* **TASK MATERIAL**:
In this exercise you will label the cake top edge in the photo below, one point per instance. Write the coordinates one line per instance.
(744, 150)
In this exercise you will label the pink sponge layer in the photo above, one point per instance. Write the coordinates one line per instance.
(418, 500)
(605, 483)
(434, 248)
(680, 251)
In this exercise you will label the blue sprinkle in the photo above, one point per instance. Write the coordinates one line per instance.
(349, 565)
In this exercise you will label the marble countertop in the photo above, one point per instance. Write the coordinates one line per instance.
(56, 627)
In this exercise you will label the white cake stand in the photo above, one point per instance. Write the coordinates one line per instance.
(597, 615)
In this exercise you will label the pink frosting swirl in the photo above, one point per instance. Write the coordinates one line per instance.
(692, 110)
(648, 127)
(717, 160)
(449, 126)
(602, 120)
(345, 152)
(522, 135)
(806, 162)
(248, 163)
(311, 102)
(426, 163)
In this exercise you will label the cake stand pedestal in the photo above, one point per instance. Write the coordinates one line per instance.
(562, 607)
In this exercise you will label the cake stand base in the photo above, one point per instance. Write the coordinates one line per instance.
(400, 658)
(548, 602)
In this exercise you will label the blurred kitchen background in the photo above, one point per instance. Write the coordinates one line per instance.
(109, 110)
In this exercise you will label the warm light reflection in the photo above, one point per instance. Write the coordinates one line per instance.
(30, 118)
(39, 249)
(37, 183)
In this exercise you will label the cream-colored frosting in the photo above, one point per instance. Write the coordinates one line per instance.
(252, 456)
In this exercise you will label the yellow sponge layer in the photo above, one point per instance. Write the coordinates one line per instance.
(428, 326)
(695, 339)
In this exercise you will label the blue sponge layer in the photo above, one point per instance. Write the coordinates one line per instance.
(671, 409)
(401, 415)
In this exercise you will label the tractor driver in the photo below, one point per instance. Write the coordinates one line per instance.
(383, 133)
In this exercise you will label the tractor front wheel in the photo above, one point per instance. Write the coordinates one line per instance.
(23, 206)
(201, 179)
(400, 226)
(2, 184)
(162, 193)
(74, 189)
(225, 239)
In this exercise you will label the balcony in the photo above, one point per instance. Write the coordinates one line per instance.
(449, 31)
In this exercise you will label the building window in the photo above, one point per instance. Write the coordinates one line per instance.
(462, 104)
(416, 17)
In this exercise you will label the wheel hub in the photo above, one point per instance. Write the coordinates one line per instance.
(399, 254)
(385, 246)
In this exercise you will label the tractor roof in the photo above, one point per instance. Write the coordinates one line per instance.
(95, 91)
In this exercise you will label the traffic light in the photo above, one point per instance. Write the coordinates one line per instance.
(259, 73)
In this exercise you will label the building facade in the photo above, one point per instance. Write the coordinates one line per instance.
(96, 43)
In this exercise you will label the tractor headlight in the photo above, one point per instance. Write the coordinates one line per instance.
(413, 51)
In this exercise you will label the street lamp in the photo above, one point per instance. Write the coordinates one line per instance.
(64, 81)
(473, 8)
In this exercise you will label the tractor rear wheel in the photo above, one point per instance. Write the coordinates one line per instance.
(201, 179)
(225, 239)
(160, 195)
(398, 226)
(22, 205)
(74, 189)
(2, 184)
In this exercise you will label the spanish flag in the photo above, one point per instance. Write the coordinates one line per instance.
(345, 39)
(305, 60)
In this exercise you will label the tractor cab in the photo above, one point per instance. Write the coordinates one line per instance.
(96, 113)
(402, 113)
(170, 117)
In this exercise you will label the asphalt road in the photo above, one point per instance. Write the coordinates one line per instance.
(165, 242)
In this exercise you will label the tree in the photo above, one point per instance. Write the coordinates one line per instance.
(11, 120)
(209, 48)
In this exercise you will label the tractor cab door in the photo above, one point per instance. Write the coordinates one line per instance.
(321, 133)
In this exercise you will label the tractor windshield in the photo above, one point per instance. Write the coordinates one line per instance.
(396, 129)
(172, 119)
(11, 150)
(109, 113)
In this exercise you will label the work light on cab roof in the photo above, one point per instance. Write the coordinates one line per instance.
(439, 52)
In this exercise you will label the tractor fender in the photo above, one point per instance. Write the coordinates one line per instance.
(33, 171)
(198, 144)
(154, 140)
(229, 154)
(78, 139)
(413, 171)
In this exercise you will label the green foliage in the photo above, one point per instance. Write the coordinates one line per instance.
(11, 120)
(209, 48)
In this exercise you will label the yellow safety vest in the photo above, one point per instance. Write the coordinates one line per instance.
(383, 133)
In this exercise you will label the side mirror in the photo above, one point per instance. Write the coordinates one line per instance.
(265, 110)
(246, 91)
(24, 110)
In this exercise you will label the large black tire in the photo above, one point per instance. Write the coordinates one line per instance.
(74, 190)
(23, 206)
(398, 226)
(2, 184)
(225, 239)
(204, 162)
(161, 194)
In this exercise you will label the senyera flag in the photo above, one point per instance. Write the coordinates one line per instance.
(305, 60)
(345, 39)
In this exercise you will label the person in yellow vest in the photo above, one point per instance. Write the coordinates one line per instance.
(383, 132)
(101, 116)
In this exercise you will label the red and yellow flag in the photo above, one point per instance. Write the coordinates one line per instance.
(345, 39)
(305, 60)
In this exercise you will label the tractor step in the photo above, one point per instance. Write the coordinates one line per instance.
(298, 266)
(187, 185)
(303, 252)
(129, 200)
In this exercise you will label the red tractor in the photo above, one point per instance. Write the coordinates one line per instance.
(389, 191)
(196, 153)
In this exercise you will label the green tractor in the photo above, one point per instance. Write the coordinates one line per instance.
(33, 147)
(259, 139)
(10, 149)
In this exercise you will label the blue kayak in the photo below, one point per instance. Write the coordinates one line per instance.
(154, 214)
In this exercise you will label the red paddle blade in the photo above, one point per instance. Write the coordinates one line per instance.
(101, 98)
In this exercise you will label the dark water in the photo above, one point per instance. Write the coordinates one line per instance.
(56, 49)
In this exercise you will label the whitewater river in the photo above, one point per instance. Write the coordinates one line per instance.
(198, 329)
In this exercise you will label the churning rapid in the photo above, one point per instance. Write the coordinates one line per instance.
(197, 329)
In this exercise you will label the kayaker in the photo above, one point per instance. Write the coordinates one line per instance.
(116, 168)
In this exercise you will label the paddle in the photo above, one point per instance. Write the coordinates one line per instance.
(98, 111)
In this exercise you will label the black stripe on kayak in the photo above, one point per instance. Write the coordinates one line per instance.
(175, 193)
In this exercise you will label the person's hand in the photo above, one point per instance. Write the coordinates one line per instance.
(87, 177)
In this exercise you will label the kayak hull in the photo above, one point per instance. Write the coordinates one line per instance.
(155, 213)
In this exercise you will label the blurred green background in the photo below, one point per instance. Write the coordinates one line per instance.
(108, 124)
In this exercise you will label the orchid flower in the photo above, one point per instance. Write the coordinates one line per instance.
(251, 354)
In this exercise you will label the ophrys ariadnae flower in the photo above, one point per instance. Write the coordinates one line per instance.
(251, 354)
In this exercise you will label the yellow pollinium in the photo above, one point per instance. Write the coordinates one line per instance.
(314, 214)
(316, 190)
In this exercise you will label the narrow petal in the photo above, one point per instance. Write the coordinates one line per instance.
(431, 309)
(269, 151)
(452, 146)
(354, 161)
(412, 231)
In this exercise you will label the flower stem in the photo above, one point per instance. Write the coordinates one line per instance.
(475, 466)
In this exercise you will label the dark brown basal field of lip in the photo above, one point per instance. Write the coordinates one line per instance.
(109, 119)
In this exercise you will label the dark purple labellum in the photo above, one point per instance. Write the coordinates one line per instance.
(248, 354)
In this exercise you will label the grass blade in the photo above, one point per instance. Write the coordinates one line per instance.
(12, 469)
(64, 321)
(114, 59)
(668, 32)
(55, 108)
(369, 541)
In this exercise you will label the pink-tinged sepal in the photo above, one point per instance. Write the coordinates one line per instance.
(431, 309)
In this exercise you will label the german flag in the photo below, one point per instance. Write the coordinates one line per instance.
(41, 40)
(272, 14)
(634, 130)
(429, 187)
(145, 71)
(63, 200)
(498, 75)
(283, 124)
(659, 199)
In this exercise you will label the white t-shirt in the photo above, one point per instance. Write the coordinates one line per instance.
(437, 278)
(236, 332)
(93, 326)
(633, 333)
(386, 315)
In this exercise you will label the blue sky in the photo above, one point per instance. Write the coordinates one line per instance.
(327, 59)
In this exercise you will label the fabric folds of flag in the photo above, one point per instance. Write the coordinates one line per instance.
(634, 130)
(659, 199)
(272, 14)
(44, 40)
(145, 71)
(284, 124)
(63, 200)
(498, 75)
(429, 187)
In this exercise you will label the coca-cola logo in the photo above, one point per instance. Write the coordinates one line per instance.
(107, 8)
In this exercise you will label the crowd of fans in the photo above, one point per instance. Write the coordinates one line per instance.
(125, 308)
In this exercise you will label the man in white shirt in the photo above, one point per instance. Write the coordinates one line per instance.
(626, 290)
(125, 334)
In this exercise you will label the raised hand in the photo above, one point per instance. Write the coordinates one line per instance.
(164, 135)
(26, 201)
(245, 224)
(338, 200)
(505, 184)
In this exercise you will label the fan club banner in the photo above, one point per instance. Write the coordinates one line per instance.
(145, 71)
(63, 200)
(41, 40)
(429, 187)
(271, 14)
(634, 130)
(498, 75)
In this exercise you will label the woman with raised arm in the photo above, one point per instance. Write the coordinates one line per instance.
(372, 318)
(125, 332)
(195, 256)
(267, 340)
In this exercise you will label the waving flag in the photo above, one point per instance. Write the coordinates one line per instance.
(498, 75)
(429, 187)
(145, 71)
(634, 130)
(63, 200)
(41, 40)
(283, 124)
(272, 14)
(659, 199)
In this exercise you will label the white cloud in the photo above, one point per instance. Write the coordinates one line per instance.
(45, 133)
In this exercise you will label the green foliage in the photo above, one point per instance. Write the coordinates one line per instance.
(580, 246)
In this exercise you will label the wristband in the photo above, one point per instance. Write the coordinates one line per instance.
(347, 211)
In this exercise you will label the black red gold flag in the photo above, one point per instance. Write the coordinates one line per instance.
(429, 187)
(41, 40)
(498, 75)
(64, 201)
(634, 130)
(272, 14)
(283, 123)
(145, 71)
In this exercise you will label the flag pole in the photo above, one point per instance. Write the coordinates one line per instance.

* **THE REQUEST**: Would you give again, word for word, every line from the one with "In this exercise you will label the wristband" through the final line of the listing above?

* **EXERCISE ANSWER**:
In this exercise you will label the wristband in the photo above, one point per instance. Write the coordinates one line per instance.
(347, 211)
In this exercise you will label the black red gold flag in the photo above, one point per instance. Write the coordinates one line per instance.
(429, 187)
(41, 40)
(498, 75)
(64, 201)
(634, 130)
(272, 14)
(283, 123)
(145, 71)
In this exercise you will label the flag pole in the photo above, one point per instance. Write the coordinates one line per instance.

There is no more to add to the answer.